• **PROVIDED TEXT**:
The perinatologist recommended an amniocentisis or a CVS.
We have no family history of any genetic disorders, and
the twins from my first pregnancy are healthy and happy.
I have been reading a ton about the PAPP-A results, their
reliability, how different factors can affect them
(including IVF, which we did and which has been found to
be a factor in low PAPP-A levels). Also, the doctor never
even mentioned the host of other issues I read about that
could come along with low PAPP-A, including low birth
weight, interuterine growth restriction, and other things.
So even if the amnio/CVS come back negative, we still
could have problems with this pregnancy.
Has anyone ever experienced a normal nuchal result, but
bad blood test results? Had a low PAPP-A? Should we do a
CVS or the amnio? Should I get a second opinion? I'm so
confused, we have only a short window to decide, and there
are so many factors to consider...I personally don't think
I'd want to terminate this pregnancy if there is anything
wrong, but my husband emphatically disagrees with me (I
recognize this is a whole advice topic on its own).
I was pregnant at age 39 and was over 40 when my son was born.
I had a CVS done around 10 weeks. I would recommend it; it
was a great relief to get happy results. I feel that I could
not have waited for the amnio. Email me if you'd like me to
discuss the CVS further. It was a breeze!

• **REQUIRED WORK**:
A) Answer these from the text on prenatal testing:
(i) Which fertility treatment did the first writer undergo that has been found to be a factor in low PAPP-A levels?
(ii) How does the first writer's husband feel about her view on terminating the pregnancy?
(iii) Around how many weeks into pregnancy did the second writer have a CVS done?
B) Output the stretch of the text on prenatal testing from "The perinatologist recommended" through "with this pregnancy.", word for word.
Rely on the text on prenatal testing above and nothing else.

• **MATERIAL SUPPLIED**:
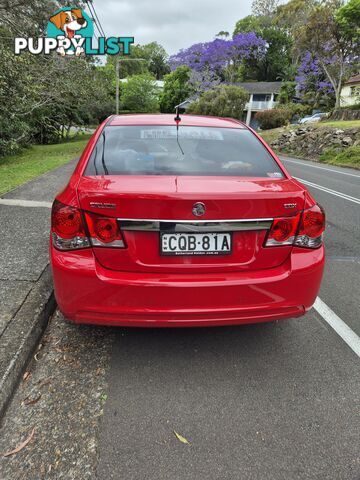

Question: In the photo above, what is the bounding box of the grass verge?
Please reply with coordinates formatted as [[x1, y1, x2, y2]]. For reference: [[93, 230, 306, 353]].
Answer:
[[0, 135, 91, 195], [319, 146, 360, 169], [259, 120, 360, 169]]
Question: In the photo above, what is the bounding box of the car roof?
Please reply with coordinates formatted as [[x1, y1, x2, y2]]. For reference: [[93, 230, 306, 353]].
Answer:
[[107, 113, 246, 129]]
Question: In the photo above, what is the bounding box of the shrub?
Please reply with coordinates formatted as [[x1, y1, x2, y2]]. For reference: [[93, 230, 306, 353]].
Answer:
[[188, 85, 249, 119], [255, 108, 292, 130]]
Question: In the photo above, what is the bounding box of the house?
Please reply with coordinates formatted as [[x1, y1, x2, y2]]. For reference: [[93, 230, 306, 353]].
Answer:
[[236, 82, 281, 128], [178, 82, 281, 128], [340, 74, 360, 107]]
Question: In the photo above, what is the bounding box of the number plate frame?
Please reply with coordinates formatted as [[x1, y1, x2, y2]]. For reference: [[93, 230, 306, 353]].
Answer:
[[159, 231, 233, 257]]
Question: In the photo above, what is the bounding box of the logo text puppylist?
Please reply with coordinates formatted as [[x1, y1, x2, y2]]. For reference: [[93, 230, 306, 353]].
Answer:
[[15, 7, 134, 56]]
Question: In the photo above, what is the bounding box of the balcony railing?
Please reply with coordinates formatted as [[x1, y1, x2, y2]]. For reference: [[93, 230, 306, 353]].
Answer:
[[246, 101, 277, 110]]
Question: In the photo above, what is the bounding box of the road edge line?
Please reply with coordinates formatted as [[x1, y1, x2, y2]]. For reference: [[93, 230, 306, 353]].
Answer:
[[313, 297, 360, 357]]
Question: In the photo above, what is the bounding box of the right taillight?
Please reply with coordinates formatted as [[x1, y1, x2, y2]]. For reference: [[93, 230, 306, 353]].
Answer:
[[51, 200, 125, 250], [51, 200, 90, 250], [294, 204, 325, 248], [265, 204, 325, 248]]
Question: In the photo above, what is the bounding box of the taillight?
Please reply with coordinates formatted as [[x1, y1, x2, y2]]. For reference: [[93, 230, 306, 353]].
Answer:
[[51, 200, 90, 250], [51, 200, 125, 250], [85, 212, 125, 248], [265, 205, 325, 248], [294, 205, 325, 248], [265, 213, 301, 247]]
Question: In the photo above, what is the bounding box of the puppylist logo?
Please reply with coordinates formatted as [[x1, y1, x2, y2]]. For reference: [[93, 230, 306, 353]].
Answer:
[[15, 7, 134, 57]]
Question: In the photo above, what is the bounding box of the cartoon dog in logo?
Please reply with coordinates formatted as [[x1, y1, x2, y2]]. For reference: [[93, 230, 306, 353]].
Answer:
[[50, 8, 87, 57]]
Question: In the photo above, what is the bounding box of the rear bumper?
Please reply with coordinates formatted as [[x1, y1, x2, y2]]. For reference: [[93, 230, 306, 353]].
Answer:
[[50, 246, 324, 327]]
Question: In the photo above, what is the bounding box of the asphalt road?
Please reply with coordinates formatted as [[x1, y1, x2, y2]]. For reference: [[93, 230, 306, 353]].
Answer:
[[0, 159, 360, 480], [98, 159, 360, 480]]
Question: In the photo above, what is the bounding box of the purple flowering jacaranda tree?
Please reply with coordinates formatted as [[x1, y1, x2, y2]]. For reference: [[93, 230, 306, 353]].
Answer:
[[169, 32, 267, 90]]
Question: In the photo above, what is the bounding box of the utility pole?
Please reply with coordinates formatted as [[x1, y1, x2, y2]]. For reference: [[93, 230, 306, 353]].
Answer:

• **SOLUTIONS IN ORDER**:
A)
(i) IVF.
(ii) He emphatically disagrees with her.
(iii) Around 10 weeks.

B)
The perinatologist recommended an amniocentisis or a CVS.
We have no family history of any genetic disorders, and
the twins from my first pregnancy are healthy and happy.
I have been reading a ton about the PAPP-A results, their
reliability, how different factors can affect them
(including IVF, which we did and which has been found to
be a factor in low PAPP-A levels). Also, the doctor never
even mentioned the host of other issues I read about that
could come along with low PAPP-A, including low birth
weight, interuterine growth restriction, and other things.
So even if the amnio/CVS come back negative, we still
could have problems with this pregnancy.